About this task: This exercise calls for duplicating every entry below exactly, without the images.

[Stored data entries]

──────────────────────────────

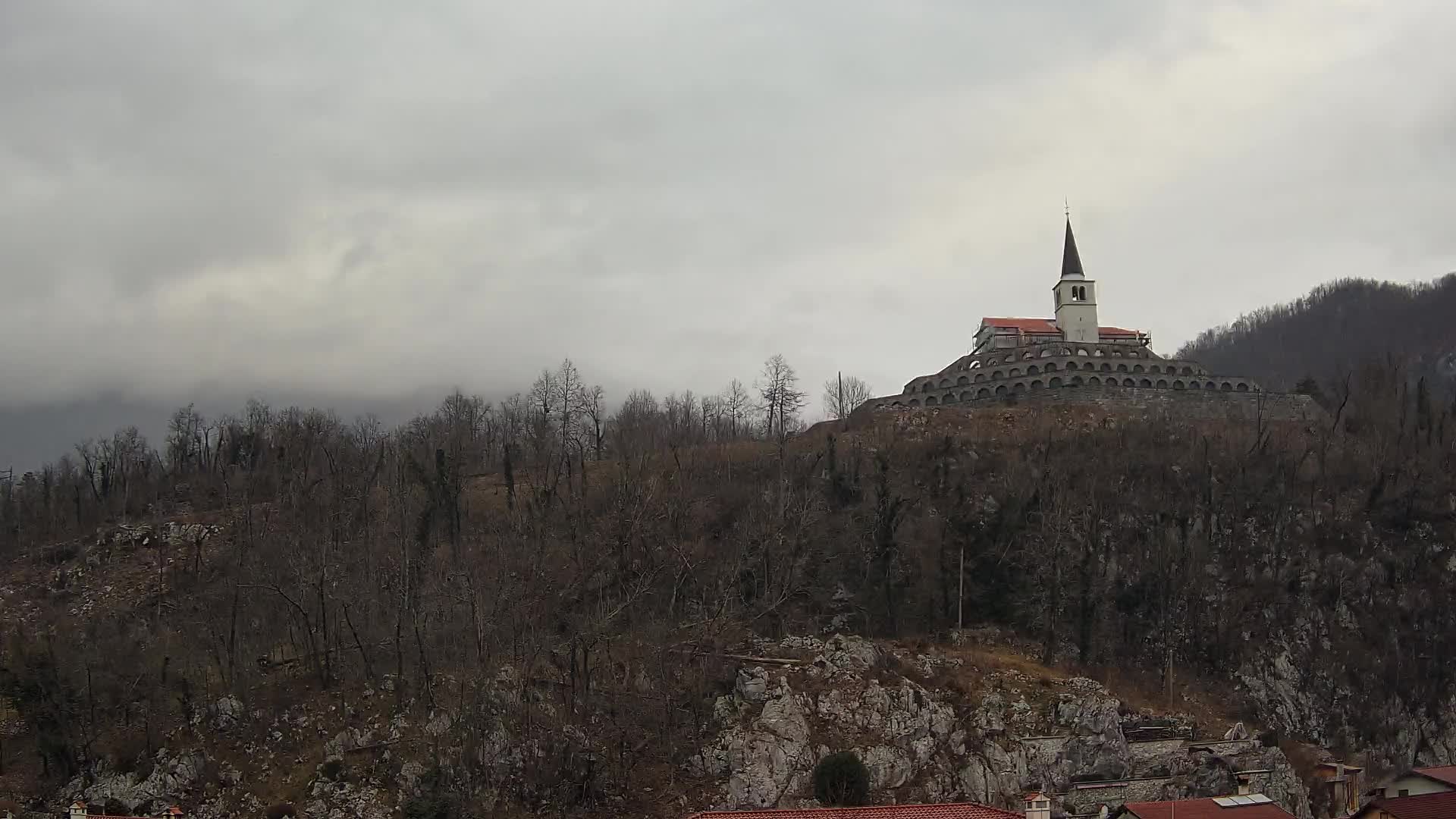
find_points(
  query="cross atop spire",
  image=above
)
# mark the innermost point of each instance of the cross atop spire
(1071, 261)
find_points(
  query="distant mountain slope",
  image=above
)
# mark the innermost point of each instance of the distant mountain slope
(1334, 328)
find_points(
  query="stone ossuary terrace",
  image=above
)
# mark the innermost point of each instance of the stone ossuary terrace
(1068, 353)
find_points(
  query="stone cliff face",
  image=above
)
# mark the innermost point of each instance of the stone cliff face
(987, 745)
(934, 726)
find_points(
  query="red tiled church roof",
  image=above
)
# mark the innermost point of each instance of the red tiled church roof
(1440, 773)
(1424, 806)
(1025, 325)
(1036, 327)
(963, 811)
(1203, 809)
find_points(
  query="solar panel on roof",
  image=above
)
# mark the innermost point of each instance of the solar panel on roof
(1241, 800)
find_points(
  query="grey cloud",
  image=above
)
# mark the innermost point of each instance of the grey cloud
(378, 197)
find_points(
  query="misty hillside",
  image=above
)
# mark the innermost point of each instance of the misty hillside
(549, 607)
(1337, 328)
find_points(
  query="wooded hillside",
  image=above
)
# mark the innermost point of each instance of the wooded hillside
(1337, 328)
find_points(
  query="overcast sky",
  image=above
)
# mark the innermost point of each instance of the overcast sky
(375, 197)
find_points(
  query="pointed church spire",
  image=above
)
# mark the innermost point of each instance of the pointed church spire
(1071, 261)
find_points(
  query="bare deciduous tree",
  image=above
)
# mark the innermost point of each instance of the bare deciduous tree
(843, 394)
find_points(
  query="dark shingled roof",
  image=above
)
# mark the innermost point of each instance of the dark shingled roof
(1071, 261)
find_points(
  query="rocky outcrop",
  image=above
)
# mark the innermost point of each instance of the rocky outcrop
(929, 745)
(171, 780)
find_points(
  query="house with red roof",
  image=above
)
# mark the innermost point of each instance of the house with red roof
(1417, 781)
(1066, 357)
(1426, 806)
(1242, 806)
(80, 811)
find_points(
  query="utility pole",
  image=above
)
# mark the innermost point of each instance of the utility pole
(960, 594)
(1169, 676)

──────────────────────────────

Written answer:
find_points(
  query="cross atop spire",
  image=above
)
# mark the innermost point of each instance of the cross atop spire
(1071, 261)
find_points(
  query="distant mountain slope",
  image=above
)
# mark the innermost point of each instance of the distant mountain slope
(1334, 328)
find_points(
  query="stone ossuary terrace",
  image=above
)
# mark the innermost point of each instance of the stone ossuary terrace
(1068, 353)
find_points(
  query="stone cliff face",
  image=above
)
# mark the innermost point of each instance of the stone cliff face
(987, 745)
(934, 726)
find_points(
  query="red tiled church roof",
  image=above
)
# mark the innermost point of each instance of the red tiled church roof
(1440, 773)
(1424, 806)
(1025, 325)
(1036, 327)
(963, 811)
(1203, 809)
find_points(
  query="solar panel on roof",
  image=above
)
# mark the innermost point of each instance of the solar panel on roof
(1241, 800)
find_points(
  query="grey cloud",
  image=above
)
# mark the innermost point of each instance of the grey cloud
(378, 197)
find_points(
  query="misty hillside",
  image=above
)
# mark the innermost point of each instance of the misty hillside
(549, 607)
(1337, 328)
find_points(
  query="wooded hillside",
  image=above
)
# mark the innermost point of each instance of the wooded hillside
(1337, 328)
find_points(
  query="overcast sky",
  image=above
)
# mark the innermost point of each instance of the overcast sky
(375, 197)
find_points(
  query="pointed church spire",
  image=above
)
# mark the innermost point of each instance of the pointed church spire
(1071, 261)
find_points(
  query="bare deciduous tree",
  image=above
)
# mark the innermost point of each instance of the bare deciduous tree
(843, 394)
find_points(
  query="dark shingled roof",
  image=above
)
# mark the innermost point of each instance of the dark shingled roof
(1071, 261)
find_points(
  query="rocky outcrop",
  image=above
)
# mark the innermost point of each instance of the rocky outcrop
(929, 745)
(171, 780)
find_points(
  query="house with red roof",
  image=above
)
# mark the innermost point of each instance of the house with red roof
(1417, 781)
(1066, 357)
(1426, 806)
(1242, 806)
(80, 811)
find_points(
  query="utility pole",
  image=above
)
# mark the innermost point of each instance of the utility pole
(960, 594)
(1169, 676)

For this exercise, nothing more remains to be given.